Extracted records
::::::

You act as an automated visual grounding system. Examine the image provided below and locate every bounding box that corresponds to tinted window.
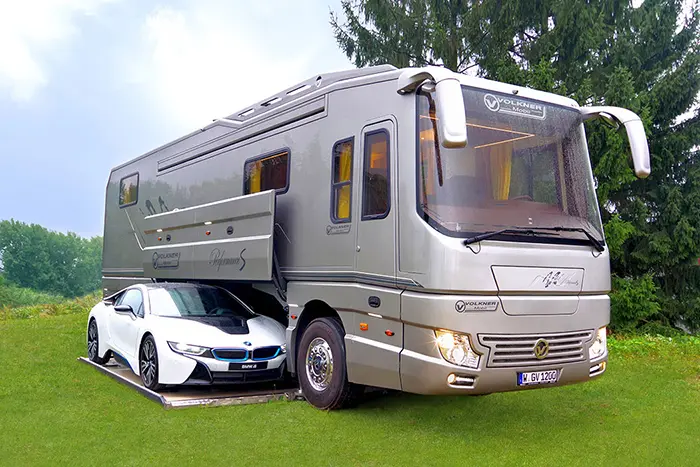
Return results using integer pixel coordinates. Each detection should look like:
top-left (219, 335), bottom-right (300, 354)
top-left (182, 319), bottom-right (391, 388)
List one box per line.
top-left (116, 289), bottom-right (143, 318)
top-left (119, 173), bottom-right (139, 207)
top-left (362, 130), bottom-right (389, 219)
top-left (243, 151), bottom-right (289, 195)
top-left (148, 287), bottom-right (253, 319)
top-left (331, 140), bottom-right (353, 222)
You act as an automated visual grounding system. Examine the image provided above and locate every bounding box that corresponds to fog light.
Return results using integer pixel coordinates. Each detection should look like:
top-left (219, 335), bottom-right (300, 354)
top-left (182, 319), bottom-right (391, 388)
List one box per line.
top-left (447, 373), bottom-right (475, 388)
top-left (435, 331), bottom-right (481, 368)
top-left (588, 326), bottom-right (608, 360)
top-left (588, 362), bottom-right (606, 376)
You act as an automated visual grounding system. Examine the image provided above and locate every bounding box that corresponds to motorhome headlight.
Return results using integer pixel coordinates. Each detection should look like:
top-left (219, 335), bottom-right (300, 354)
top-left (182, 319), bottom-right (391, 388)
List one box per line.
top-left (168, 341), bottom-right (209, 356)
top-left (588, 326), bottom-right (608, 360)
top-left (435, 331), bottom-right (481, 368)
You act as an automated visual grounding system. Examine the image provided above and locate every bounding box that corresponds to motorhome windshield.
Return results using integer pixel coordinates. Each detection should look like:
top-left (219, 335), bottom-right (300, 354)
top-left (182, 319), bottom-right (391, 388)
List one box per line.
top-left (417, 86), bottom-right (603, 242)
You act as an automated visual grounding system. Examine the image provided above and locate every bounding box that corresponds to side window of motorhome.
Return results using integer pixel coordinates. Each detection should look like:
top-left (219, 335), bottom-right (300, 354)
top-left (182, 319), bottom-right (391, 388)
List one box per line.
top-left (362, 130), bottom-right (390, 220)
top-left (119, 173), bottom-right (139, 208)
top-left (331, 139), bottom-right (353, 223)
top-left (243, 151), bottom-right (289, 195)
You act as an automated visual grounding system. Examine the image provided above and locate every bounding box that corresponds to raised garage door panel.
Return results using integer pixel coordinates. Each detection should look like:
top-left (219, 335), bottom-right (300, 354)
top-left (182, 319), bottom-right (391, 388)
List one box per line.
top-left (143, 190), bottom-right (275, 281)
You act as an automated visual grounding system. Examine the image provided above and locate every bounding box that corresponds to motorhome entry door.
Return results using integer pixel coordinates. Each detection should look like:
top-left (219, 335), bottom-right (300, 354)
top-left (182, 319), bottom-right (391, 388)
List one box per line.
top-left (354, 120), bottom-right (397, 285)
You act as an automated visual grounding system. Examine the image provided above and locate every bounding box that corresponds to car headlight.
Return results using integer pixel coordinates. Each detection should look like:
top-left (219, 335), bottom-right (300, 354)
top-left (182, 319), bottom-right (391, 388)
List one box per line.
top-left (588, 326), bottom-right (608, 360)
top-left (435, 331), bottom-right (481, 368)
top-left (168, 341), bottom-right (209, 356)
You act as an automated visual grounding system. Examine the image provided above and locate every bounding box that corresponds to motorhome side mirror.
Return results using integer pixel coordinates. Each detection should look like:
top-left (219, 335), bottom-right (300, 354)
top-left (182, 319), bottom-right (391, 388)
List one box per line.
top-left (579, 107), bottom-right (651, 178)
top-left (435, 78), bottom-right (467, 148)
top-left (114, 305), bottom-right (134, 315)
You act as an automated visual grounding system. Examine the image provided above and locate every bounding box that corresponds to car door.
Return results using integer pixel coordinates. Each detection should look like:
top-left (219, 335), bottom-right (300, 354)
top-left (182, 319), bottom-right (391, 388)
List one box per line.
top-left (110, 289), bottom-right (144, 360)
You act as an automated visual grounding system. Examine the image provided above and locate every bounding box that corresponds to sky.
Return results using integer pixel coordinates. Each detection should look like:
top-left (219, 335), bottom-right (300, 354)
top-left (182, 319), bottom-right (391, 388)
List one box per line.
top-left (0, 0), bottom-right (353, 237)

::::::

Exercise prompt
Can you copy out the rows above, requests included, from the line containing "motorhome side mirror." through the line containing "top-left (110, 289), bottom-right (144, 360)", and shift every coordinate in the answers by adding -134, leaving the requests and their sample coordinates untouched?

Exercise output
You act as an automated visual grounding system. Examine the image provided above and locate every bounding box that corresponds to motorhome side mirror.
Return results using integer pixel coordinates. Each detection should look like:
top-left (219, 335), bottom-right (300, 354)
top-left (182, 319), bottom-right (391, 388)
List one box per line.
top-left (445, -27), bottom-right (517, 44)
top-left (301, -56), bottom-right (333, 14)
top-left (-20, 171), bottom-right (0, 181)
You act as an automated visual grounding system. Examine the image provided above and locate every bounding box that corresponds to car door.
Return results using integer pixel coordinates. Each detection should look like:
top-left (219, 335), bottom-right (300, 354)
top-left (182, 319), bottom-right (391, 388)
List one box per line.
top-left (-24, 155), bottom-right (10, 226)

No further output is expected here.